[Given passage]

-- START --

Construction is dangerous work. Between the powerful equipment, hazardous materials, and often-precarious environments, it’s not all that surprising that construction workers experience frequent injuries. Even worse, of all the people who died on the job in 2016, more than one-fifth were working construction.
To prevent those injuries and perhaps even save some lives, various experts have suggested automating construction work. Now, a team of Japanese researchers has created its own construction robot.
Last week, researchers from Japan’s Advanced Industrial Science and Technology Institute unveiled HRP-5P, a humanoid robot that uses a combination of software and sensors to complete several of the same tasks human construction workers tackle.
In a demo video, the nearly six-foot-tall construction robot autonomously hangs drywall, using its arms to pick up sheets and pin them into place before affixing them to the wall using power tools.
The bot isn’t quick about it, but it appears to carefully consider each move it makes. It never accidentally nails its robot hand to the wall the way a human worker might spear its flesh-and-bone one.

-- END --

[Dataset excerpt]

-- START --

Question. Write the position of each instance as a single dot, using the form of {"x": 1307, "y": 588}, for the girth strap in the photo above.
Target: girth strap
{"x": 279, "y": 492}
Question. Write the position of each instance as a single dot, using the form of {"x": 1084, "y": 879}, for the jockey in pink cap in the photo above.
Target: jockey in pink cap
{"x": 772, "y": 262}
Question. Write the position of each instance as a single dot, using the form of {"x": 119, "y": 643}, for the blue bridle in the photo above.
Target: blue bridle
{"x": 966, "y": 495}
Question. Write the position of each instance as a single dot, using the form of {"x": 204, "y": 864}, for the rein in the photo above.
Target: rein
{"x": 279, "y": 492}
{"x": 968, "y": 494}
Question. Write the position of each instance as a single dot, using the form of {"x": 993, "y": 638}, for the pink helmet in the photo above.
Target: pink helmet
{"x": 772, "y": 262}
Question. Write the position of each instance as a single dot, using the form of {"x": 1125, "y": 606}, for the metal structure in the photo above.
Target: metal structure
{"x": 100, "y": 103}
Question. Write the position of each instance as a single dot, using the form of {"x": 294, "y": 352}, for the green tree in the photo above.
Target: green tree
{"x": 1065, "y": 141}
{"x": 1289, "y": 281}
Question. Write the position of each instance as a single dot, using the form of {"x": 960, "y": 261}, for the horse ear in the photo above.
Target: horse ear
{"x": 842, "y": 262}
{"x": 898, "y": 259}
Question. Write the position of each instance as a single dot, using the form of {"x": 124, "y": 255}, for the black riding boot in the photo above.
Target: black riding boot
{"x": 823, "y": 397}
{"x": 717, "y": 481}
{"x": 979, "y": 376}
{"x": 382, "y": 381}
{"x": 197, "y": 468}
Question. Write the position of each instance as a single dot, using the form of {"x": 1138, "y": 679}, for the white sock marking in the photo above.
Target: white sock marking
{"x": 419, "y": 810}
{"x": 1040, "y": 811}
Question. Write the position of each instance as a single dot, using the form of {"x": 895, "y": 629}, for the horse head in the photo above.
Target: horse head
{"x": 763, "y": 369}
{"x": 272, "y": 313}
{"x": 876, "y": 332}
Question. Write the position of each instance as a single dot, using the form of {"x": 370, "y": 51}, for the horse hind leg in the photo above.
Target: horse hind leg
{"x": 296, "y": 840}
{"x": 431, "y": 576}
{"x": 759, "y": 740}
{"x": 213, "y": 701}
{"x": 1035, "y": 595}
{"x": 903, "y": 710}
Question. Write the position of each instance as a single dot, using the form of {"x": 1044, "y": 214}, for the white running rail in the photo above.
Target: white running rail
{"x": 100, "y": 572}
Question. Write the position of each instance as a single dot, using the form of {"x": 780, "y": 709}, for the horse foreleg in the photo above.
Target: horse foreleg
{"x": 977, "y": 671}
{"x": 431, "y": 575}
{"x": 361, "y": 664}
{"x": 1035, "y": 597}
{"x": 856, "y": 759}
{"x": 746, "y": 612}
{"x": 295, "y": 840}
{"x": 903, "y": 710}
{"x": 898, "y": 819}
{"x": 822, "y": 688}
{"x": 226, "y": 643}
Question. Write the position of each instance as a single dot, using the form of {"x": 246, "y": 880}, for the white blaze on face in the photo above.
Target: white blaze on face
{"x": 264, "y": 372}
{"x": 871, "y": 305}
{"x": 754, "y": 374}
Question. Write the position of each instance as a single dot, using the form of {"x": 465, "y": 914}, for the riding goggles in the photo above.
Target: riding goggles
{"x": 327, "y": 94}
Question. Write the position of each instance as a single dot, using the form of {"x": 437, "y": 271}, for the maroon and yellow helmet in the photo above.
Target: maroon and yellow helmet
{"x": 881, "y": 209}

-- END --

[Task brief] Write the next part of the construction robot article, starting after its final sentence. The data is separate material with no connection to the construction robot article.

[The result]
And hanging drywall is just the start — in a press release, the researchers note that future iterations of the robot could tackle any number of construction or assembly tasks on buildings or large aircraft and ships.
Not only do HRP-5P’s creators believe the robot could keep construction workers out of dangerous situations, they also think it could help Japan address its labor shortage.
Still, it’s not hard to imagine other nations with plenty of construction workers choosing robots over their human counterparts. After all, robots can work longer hours, don’t ask for raises, and never get hurt.
If HRP-5P can just pick up the pace, it could be worker of a construction company’s dystopian dreams.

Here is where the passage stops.